§ **Problem to solve**: Copy the lines of the material below word for word, from the line that contains "Could you kindly segment every instance of the butterfly thorax?" through the line that contains "184 105 L 185", both ends included.

Start of Exercise materials

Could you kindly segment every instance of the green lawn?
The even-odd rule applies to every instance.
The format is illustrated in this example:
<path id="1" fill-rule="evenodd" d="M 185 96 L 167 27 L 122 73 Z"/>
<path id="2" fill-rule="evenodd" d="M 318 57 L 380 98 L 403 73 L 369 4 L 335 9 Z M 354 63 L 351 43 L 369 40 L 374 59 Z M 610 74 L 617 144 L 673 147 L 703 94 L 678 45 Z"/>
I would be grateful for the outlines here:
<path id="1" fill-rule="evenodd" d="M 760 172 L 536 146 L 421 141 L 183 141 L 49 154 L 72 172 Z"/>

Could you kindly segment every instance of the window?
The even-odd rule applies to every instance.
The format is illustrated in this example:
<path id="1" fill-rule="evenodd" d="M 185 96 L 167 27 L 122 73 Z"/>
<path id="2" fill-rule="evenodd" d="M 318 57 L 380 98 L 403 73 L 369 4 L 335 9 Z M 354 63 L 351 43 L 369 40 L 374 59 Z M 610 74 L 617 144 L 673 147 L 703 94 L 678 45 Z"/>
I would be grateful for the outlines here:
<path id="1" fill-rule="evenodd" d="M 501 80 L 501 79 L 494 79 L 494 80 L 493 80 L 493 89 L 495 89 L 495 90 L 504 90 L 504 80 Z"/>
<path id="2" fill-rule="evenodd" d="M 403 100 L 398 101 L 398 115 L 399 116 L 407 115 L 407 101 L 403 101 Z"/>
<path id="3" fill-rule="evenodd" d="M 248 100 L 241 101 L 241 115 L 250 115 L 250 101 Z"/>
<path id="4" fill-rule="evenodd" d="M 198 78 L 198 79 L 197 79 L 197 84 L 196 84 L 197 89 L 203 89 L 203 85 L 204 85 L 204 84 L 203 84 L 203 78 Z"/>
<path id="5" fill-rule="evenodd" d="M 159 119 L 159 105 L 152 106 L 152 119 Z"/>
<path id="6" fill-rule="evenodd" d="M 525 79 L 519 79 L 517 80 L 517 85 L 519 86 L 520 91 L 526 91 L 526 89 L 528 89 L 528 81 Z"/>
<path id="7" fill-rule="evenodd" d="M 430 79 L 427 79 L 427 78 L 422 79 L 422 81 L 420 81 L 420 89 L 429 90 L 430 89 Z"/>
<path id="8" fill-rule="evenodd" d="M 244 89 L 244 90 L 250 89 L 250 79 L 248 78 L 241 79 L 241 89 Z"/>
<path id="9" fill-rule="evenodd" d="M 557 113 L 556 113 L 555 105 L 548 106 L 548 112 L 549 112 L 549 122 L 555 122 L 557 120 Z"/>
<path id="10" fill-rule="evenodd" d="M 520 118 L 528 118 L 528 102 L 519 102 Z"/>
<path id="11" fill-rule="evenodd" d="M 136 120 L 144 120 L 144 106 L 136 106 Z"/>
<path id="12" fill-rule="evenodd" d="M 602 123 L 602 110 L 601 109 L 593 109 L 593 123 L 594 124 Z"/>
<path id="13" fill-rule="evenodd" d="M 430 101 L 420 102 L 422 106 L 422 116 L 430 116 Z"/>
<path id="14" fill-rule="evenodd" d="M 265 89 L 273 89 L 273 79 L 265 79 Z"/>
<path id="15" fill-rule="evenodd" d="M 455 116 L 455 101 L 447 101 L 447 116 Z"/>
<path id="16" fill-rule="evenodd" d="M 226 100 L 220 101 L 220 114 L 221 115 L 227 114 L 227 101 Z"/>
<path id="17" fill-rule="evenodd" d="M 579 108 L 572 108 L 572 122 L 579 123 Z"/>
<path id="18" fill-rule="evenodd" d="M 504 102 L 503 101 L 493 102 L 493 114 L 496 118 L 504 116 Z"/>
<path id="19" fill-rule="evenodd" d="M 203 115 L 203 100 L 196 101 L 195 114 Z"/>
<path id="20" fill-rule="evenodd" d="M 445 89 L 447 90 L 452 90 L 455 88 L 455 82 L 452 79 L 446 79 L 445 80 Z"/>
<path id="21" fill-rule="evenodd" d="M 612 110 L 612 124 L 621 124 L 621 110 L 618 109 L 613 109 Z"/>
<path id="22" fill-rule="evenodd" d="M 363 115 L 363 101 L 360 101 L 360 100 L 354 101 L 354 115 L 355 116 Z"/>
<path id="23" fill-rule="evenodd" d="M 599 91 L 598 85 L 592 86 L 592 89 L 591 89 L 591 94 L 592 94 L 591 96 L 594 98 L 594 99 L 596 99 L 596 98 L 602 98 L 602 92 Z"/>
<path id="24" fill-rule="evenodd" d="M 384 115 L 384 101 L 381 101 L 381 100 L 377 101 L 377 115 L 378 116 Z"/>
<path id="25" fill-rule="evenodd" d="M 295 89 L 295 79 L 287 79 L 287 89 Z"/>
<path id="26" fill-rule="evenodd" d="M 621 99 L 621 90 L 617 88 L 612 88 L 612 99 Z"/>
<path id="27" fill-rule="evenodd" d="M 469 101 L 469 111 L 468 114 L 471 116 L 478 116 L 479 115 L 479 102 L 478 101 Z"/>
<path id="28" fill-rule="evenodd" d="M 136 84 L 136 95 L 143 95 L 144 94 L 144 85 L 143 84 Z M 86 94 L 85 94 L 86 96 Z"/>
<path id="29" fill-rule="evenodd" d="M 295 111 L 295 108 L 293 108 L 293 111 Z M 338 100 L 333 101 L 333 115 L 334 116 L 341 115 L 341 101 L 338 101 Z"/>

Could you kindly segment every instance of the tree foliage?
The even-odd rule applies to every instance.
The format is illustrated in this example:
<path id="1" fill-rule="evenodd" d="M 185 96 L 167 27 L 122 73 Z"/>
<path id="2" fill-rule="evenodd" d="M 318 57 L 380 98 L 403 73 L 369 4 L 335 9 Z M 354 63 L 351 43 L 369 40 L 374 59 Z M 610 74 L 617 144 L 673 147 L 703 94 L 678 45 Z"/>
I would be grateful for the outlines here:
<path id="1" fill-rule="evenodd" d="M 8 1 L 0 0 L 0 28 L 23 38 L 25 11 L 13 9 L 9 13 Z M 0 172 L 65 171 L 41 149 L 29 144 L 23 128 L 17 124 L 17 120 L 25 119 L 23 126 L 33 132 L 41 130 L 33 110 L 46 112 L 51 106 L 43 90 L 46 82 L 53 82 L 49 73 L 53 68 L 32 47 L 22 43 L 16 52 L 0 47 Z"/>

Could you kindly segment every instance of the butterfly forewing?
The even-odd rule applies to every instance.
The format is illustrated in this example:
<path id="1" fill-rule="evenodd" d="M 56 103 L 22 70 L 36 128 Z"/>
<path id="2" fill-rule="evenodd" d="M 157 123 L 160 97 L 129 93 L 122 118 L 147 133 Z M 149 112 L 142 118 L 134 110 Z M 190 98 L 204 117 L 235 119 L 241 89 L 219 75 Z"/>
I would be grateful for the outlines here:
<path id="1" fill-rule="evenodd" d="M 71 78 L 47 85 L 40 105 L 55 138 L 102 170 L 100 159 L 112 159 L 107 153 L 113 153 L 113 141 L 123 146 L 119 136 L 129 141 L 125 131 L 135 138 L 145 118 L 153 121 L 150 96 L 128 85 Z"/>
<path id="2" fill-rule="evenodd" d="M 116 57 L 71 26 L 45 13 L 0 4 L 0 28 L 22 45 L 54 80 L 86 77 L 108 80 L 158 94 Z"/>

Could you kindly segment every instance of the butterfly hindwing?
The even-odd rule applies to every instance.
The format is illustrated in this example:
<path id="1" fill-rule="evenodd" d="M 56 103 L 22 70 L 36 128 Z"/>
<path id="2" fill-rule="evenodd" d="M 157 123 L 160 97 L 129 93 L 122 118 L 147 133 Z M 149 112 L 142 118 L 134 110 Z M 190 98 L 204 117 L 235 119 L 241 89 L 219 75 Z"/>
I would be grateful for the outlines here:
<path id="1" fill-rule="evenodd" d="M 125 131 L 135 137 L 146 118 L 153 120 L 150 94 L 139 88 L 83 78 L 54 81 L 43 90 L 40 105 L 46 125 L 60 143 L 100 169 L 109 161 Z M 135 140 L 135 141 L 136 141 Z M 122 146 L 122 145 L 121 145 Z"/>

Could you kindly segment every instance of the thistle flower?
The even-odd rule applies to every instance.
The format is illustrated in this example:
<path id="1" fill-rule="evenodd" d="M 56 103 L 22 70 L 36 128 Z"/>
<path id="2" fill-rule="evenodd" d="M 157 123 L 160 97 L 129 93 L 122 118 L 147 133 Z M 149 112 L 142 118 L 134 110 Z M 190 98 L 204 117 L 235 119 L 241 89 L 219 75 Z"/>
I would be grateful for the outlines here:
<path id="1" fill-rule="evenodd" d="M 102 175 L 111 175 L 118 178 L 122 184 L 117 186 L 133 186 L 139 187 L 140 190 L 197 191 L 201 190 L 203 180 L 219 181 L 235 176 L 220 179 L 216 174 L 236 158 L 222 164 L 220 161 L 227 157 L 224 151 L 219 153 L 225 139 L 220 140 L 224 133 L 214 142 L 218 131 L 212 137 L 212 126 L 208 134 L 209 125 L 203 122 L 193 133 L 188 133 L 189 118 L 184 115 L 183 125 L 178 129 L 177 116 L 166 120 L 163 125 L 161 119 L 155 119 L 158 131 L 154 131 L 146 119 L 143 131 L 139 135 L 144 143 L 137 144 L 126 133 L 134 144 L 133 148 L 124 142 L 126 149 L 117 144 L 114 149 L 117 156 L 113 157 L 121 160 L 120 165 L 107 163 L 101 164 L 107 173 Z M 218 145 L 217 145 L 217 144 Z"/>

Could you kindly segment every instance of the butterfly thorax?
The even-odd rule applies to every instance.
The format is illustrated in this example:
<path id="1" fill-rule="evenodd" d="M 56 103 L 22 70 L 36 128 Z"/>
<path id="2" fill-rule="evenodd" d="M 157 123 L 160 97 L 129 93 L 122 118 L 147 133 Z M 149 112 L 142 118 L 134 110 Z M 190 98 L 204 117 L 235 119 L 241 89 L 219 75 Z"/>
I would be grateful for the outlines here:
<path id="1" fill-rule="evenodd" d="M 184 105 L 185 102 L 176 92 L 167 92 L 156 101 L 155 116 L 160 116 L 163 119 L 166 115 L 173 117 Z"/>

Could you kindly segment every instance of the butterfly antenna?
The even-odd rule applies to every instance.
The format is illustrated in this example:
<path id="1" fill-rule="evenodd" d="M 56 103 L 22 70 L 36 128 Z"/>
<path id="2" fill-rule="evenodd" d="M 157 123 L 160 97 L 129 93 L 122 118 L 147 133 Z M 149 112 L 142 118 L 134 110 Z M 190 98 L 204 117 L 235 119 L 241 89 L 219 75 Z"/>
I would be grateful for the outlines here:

End of Exercise materials

§ **Output of the exercise**:
Could you kindly segment every instance of the butterfly thorax?
The even-odd rule applies to every instance.
The format is illustrated in this example:
<path id="1" fill-rule="evenodd" d="M 56 103 L 22 70 L 36 128 Z"/>
<path id="2" fill-rule="evenodd" d="M 157 123 L 160 97 L 129 93 L 122 118 L 147 133 Z M 149 112 L 142 118 L 134 110 Z M 190 98 L 204 117 L 235 119 L 241 89 L 219 75 Z"/>
I would be grateful for the outlines here:
<path id="1" fill-rule="evenodd" d="M 184 105 L 185 102 L 176 92 L 167 92 L 156 101 L 155 116 L 160 116 L 163 119 L 166 115 L 173 117 Z"/>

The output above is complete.